PROVIDED RECORDS:
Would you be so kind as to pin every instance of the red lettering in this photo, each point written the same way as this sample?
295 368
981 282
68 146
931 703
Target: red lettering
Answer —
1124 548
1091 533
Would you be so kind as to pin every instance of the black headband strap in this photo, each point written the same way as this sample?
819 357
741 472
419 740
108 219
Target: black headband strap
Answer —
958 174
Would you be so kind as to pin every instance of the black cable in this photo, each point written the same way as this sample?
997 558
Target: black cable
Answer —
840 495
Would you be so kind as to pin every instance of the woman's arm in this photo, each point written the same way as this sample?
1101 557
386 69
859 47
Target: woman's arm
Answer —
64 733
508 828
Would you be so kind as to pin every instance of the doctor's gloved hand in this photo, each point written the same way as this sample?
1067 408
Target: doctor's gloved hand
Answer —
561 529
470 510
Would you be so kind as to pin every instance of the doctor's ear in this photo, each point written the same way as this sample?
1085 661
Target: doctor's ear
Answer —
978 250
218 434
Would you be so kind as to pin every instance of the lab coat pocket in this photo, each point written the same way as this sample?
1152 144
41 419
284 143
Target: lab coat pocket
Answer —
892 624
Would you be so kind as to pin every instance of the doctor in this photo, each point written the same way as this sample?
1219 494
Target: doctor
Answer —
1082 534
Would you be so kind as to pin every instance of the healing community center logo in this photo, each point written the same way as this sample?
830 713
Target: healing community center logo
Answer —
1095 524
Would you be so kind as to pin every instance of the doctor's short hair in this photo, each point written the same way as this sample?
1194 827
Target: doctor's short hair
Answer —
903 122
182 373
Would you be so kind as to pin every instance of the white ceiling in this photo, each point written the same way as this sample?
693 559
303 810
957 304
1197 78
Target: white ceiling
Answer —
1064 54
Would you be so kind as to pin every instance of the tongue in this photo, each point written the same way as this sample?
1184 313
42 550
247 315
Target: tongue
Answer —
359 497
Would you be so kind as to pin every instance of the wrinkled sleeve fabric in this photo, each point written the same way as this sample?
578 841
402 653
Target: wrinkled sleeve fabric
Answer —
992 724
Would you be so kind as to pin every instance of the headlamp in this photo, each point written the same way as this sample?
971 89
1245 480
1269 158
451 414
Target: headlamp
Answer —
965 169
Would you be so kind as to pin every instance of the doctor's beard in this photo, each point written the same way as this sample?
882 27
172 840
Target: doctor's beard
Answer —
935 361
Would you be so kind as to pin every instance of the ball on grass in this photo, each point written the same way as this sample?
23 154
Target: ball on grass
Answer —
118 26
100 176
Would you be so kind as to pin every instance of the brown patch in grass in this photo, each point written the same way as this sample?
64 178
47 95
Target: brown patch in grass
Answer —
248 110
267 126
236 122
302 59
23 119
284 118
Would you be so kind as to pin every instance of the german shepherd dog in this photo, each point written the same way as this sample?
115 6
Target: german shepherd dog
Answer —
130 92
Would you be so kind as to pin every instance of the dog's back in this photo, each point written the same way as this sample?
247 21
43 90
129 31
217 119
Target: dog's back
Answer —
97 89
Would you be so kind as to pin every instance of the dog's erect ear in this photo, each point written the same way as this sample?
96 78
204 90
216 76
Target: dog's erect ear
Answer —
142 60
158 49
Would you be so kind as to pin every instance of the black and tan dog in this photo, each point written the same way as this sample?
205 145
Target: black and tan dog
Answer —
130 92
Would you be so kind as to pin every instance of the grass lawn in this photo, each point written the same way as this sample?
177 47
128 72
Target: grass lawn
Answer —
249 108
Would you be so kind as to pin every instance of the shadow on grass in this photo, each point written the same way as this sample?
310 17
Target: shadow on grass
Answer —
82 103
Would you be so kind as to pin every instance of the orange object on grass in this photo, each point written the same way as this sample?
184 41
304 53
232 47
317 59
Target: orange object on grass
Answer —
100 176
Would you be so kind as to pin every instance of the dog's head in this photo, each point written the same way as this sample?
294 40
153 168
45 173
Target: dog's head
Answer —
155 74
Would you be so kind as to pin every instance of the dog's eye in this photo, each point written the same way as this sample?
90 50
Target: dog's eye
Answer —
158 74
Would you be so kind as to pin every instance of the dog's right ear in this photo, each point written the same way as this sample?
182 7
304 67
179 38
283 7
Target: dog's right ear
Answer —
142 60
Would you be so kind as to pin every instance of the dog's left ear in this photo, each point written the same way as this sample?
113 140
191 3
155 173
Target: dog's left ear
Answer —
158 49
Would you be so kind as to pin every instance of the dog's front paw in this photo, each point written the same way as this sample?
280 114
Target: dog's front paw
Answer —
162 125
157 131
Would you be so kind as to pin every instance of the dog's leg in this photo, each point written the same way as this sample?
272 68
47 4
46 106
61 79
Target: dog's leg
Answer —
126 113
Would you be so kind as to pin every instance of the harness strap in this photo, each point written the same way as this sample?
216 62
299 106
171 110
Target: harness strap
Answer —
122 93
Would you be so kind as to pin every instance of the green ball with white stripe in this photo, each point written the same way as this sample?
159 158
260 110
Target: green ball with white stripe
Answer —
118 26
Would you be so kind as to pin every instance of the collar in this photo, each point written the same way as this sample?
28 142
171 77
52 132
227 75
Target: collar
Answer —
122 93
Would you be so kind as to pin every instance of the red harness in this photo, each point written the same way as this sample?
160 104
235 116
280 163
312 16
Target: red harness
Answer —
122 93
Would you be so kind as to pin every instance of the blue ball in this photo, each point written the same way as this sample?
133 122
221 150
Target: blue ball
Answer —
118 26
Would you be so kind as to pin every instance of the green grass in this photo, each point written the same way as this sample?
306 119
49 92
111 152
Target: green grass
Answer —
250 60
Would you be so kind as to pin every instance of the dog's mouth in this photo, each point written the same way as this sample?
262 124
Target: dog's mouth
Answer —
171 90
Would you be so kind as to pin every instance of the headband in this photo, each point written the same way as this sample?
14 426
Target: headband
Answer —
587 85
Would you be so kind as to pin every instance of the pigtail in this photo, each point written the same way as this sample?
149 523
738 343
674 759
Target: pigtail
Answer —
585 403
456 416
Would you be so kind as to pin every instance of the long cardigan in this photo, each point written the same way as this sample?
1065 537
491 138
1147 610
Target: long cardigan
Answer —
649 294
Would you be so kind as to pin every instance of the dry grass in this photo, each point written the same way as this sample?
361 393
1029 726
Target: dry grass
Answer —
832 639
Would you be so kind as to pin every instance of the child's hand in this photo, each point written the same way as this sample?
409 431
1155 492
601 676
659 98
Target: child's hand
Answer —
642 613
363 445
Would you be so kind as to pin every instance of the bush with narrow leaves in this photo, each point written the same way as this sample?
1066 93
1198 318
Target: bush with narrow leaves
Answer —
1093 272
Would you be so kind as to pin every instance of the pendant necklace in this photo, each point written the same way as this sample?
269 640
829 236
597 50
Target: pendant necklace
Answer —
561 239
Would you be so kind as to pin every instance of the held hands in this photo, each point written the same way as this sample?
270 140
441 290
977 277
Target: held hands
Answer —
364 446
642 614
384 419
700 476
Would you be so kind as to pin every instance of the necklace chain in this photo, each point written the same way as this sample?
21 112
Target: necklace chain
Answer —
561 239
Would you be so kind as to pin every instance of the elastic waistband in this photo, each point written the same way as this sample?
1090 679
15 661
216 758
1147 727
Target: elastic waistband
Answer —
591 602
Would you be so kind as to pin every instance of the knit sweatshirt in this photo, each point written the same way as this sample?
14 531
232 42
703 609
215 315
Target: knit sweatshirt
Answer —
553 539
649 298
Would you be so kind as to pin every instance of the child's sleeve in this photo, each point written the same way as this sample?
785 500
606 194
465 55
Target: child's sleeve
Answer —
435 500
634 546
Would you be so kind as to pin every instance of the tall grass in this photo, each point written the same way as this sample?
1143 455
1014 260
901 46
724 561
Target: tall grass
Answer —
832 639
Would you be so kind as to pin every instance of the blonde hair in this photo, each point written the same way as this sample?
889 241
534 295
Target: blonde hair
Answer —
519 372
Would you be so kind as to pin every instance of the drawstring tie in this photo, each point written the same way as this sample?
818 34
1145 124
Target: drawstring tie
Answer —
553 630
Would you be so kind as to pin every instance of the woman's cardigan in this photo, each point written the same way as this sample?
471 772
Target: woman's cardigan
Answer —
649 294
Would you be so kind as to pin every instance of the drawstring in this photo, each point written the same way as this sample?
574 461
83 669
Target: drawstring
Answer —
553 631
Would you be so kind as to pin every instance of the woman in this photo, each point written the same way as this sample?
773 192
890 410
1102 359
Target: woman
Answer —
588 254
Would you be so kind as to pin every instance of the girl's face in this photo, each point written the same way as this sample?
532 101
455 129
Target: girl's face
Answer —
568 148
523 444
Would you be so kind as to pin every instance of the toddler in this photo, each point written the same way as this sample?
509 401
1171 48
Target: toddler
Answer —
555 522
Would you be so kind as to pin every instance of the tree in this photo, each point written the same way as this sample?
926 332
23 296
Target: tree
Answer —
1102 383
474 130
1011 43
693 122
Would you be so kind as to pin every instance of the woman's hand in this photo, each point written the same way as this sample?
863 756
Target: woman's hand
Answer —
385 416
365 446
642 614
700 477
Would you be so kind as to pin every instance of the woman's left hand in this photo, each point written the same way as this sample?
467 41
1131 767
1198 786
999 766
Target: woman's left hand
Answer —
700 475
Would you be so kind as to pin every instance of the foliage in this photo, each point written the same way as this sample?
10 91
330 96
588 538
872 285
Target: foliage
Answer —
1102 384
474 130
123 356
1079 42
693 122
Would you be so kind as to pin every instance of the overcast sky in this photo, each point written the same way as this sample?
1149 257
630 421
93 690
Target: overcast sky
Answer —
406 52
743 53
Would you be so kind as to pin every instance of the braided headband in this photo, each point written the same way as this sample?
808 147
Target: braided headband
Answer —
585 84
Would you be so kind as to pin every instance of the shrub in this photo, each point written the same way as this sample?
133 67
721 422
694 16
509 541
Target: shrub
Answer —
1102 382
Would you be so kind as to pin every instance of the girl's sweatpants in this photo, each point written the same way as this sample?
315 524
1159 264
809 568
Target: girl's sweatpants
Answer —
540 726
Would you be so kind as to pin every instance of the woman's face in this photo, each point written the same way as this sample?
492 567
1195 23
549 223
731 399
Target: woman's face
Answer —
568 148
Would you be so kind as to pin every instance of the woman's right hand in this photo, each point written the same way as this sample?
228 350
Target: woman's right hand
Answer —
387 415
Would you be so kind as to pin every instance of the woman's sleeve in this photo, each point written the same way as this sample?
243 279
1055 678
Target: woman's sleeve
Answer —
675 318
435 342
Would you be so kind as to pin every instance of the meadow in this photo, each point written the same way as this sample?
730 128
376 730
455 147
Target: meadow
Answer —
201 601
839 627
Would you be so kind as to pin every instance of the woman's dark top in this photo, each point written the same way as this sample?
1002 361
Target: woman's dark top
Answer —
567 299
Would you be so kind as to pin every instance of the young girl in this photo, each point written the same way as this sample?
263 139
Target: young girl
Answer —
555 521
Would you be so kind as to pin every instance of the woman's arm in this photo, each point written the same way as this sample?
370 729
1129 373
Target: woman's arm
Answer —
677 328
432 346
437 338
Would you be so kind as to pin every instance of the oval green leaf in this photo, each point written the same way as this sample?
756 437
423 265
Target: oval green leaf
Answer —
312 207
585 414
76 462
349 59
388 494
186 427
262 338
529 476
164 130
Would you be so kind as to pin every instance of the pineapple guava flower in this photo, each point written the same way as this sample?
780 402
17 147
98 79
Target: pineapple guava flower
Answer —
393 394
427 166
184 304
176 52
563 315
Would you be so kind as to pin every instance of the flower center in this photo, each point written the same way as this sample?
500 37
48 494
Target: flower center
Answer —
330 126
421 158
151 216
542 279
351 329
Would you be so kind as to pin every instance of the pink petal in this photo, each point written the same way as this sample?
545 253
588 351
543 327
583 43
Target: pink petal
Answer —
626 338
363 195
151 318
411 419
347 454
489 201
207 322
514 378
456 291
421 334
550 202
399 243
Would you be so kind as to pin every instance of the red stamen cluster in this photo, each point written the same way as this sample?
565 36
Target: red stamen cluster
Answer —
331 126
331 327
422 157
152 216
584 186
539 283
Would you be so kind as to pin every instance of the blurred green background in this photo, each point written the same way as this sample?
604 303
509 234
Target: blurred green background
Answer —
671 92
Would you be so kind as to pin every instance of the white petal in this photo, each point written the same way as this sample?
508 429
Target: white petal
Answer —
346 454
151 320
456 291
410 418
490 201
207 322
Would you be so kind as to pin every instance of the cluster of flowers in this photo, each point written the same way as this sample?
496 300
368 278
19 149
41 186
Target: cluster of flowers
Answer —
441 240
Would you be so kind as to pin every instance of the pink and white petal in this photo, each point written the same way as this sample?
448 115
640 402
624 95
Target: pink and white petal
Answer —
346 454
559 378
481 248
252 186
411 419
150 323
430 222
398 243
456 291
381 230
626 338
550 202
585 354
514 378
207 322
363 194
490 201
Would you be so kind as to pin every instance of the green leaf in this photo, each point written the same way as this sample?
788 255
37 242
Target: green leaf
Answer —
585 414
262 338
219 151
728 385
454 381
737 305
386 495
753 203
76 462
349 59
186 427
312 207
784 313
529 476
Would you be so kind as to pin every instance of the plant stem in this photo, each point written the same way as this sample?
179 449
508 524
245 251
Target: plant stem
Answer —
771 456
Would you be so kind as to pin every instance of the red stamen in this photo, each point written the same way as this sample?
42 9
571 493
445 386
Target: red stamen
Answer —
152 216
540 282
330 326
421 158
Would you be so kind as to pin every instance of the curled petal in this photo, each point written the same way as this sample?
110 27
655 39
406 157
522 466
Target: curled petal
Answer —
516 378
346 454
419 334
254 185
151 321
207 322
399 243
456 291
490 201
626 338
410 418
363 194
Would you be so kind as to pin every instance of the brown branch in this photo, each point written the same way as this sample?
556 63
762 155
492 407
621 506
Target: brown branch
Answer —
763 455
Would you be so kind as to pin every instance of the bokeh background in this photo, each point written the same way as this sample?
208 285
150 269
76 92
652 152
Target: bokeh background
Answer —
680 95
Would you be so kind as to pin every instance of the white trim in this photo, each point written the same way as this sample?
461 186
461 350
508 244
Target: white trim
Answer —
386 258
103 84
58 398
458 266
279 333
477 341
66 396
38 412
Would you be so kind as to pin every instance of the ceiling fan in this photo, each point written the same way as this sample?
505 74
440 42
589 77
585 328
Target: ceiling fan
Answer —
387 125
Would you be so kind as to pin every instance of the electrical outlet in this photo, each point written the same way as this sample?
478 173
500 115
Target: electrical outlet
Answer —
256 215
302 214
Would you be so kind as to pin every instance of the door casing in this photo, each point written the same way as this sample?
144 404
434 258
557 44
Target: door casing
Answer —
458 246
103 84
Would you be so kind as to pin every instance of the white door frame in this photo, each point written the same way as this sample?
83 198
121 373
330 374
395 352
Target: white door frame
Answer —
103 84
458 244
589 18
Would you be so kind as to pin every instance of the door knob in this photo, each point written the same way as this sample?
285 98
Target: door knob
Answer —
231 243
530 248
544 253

EXERCISE DETAILS: Pull out all lines in the data above that include "patch".

ANSWER BOX:
Would you be so kind as to pin every instance of the brown patch in grass in this photo, each point written the same way as this sample?
Target: brown patch in grass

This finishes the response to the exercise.